[Job]: Please count how many lines of the data below contain the string "onion", matching case exactly, and reply with only the number.

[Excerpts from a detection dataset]

— begin —

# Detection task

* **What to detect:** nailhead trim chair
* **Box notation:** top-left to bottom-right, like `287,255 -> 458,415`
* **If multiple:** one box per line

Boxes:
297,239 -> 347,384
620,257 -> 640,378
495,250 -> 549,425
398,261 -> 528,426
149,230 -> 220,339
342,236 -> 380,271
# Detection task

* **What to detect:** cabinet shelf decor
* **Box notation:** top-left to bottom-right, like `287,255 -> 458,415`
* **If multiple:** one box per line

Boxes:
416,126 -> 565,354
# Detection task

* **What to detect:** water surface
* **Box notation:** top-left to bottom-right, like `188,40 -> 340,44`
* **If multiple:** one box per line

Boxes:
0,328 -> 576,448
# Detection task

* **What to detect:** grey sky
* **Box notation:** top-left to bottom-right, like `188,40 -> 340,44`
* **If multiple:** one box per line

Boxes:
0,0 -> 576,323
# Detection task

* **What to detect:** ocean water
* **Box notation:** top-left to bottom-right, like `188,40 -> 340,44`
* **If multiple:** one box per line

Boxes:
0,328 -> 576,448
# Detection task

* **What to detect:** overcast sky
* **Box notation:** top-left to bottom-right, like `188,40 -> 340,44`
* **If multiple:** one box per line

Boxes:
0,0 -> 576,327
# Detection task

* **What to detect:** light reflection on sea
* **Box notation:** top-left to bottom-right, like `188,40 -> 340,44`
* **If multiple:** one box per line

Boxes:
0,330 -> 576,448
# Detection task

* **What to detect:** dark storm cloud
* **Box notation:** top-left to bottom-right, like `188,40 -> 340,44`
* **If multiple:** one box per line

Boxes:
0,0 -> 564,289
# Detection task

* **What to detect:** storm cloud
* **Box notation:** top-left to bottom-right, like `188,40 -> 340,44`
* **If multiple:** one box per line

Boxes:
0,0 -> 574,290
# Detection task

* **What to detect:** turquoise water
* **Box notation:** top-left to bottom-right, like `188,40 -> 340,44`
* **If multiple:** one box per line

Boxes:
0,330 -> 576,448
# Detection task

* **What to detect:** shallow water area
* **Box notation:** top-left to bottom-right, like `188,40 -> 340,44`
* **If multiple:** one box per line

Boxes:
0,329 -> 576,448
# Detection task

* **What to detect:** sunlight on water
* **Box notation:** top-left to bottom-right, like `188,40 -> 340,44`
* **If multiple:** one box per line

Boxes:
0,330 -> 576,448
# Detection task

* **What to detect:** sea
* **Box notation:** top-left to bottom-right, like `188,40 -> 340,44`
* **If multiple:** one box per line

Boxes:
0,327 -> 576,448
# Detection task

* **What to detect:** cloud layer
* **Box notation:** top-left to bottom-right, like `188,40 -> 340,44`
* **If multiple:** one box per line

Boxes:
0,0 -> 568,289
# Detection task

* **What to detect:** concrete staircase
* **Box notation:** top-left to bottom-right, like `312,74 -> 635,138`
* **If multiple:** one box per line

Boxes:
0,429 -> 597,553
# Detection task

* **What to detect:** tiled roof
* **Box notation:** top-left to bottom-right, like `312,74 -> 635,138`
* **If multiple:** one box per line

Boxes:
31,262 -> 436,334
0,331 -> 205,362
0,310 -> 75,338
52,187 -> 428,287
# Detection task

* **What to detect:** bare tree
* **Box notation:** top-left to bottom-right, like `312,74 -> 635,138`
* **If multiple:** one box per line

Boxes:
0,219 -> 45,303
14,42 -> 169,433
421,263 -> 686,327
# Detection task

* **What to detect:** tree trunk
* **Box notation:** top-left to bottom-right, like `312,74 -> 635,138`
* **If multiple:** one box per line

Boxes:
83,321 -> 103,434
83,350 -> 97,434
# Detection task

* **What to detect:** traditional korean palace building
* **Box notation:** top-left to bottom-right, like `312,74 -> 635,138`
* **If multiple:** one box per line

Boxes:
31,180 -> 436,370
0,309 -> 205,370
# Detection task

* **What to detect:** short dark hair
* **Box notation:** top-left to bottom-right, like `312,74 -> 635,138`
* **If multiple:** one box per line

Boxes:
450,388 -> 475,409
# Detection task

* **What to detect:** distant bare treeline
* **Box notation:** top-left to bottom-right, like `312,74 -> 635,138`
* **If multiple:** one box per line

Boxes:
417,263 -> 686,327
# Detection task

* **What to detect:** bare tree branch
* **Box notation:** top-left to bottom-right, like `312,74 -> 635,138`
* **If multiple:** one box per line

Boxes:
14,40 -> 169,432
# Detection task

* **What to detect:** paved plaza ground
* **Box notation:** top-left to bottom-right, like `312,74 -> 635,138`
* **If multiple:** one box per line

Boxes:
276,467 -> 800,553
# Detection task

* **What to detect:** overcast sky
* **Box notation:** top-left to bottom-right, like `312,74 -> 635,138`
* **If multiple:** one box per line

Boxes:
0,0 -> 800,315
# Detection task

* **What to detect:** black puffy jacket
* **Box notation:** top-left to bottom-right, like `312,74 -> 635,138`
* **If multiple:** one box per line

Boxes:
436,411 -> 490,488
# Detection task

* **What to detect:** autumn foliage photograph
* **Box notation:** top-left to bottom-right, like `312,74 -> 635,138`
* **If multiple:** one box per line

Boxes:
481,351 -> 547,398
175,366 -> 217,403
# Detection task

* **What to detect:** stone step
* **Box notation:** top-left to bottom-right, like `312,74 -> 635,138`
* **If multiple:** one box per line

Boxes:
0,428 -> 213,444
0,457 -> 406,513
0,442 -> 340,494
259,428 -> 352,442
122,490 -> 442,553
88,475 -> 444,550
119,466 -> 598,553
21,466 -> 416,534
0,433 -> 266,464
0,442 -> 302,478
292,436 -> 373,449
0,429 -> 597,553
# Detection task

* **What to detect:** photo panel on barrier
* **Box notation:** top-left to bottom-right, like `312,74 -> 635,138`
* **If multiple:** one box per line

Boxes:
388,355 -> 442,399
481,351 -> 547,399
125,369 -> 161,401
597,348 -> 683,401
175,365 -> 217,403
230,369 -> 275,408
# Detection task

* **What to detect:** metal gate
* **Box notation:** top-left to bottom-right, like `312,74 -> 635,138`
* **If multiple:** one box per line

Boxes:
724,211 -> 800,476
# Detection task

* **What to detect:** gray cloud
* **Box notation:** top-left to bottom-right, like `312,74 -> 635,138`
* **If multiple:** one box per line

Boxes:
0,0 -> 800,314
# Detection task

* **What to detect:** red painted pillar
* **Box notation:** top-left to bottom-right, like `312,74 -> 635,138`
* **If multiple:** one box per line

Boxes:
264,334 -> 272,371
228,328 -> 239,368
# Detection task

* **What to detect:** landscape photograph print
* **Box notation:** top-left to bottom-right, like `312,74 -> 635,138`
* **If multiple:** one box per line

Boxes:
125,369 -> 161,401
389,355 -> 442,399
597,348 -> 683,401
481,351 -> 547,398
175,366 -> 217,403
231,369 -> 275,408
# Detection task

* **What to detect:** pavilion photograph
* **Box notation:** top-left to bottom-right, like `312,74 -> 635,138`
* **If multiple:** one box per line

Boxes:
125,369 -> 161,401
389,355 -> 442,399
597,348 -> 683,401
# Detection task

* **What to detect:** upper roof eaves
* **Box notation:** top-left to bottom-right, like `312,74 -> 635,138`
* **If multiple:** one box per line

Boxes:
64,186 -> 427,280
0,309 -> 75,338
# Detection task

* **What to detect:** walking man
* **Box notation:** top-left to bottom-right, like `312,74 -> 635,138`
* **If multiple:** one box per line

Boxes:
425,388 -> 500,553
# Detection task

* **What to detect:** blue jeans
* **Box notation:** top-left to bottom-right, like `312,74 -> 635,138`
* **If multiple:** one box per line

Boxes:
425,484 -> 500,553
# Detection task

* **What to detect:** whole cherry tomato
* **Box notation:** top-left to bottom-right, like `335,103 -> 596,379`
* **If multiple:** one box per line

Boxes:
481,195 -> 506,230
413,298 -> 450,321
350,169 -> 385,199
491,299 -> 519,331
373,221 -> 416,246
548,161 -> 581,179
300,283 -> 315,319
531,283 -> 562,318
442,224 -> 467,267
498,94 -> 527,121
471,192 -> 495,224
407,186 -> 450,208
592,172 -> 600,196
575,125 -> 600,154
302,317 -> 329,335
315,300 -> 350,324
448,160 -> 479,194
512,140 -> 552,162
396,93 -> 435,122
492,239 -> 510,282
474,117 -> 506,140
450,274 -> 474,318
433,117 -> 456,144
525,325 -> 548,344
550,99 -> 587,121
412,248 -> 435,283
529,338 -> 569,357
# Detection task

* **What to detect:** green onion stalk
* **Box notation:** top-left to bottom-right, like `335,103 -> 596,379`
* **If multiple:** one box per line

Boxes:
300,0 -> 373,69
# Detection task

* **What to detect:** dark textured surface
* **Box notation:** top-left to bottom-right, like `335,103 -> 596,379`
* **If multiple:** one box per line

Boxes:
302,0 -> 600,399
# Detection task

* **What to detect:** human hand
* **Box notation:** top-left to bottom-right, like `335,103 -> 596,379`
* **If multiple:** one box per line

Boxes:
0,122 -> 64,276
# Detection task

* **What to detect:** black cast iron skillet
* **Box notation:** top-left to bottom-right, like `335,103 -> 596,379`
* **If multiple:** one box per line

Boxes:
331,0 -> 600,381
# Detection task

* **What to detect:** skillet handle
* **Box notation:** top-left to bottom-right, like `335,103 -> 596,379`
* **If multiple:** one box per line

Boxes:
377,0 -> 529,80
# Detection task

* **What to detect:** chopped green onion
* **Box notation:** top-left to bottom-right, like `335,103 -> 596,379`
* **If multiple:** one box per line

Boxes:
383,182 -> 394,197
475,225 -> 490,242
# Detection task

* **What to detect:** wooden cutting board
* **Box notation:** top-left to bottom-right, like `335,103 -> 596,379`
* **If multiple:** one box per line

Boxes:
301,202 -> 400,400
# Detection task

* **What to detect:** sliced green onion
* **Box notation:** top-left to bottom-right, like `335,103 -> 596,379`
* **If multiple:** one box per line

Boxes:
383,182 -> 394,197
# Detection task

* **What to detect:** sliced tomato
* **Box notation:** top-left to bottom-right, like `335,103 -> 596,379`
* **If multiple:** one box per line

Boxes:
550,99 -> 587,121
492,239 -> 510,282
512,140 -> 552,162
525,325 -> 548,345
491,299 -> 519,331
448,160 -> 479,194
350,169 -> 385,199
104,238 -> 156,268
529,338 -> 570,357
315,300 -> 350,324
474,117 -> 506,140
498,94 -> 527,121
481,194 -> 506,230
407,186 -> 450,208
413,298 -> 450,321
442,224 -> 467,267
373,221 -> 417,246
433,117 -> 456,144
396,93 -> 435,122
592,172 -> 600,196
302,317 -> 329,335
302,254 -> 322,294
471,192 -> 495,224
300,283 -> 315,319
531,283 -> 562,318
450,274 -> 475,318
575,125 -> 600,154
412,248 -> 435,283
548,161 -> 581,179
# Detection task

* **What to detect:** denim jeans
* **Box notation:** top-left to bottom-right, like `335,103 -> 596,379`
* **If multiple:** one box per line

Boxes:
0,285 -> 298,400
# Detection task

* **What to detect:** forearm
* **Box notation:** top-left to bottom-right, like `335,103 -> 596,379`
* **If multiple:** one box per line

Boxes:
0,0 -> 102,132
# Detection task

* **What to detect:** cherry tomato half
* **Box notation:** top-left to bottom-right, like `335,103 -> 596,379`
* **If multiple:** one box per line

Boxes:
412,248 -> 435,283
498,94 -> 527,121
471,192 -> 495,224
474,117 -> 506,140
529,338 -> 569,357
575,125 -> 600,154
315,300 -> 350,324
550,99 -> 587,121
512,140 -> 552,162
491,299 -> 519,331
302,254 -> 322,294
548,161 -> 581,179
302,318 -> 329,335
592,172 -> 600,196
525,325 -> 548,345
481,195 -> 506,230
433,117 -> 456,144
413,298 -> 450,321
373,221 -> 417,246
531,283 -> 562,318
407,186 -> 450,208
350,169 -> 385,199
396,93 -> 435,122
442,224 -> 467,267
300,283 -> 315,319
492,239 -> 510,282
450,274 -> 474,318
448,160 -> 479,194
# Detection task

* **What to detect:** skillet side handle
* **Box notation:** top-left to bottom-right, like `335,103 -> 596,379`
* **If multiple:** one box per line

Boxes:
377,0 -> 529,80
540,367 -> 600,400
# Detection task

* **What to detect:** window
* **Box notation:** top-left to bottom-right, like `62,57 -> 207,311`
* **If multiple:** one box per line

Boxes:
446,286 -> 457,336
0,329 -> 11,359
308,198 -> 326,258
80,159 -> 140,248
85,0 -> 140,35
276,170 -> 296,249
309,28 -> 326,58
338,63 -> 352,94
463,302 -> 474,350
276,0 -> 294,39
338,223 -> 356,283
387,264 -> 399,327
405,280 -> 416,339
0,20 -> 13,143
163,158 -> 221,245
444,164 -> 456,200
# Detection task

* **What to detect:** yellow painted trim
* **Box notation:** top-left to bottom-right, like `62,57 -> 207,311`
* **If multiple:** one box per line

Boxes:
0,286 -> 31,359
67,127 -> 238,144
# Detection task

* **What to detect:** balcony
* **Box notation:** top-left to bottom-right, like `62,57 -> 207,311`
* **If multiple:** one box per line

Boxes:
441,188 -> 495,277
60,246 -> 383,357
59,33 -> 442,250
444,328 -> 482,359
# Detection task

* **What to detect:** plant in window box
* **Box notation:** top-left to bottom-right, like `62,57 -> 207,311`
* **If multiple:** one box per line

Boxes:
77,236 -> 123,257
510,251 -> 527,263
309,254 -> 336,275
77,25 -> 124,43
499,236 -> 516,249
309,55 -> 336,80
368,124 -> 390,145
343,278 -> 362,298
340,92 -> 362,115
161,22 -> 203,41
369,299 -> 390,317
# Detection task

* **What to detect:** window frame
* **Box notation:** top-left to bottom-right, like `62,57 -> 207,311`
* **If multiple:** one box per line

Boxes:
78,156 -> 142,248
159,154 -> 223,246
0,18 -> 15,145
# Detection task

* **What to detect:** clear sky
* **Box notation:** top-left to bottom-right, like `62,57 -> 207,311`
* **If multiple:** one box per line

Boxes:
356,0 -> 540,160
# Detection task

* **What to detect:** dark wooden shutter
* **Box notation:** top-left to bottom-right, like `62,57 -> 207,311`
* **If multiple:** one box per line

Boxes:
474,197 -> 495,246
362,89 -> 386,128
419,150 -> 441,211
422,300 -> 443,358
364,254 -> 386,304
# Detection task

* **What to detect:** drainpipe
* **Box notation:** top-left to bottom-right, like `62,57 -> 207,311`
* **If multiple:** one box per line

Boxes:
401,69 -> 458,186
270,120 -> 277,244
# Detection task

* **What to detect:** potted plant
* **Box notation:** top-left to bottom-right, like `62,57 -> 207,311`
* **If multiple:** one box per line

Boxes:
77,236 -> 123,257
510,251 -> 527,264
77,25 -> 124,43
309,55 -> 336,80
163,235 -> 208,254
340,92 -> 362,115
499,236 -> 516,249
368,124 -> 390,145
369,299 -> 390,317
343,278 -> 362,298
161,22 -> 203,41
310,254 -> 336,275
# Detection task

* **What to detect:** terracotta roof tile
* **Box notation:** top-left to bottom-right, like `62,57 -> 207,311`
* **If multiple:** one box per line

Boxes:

— end —

[Written response]: 3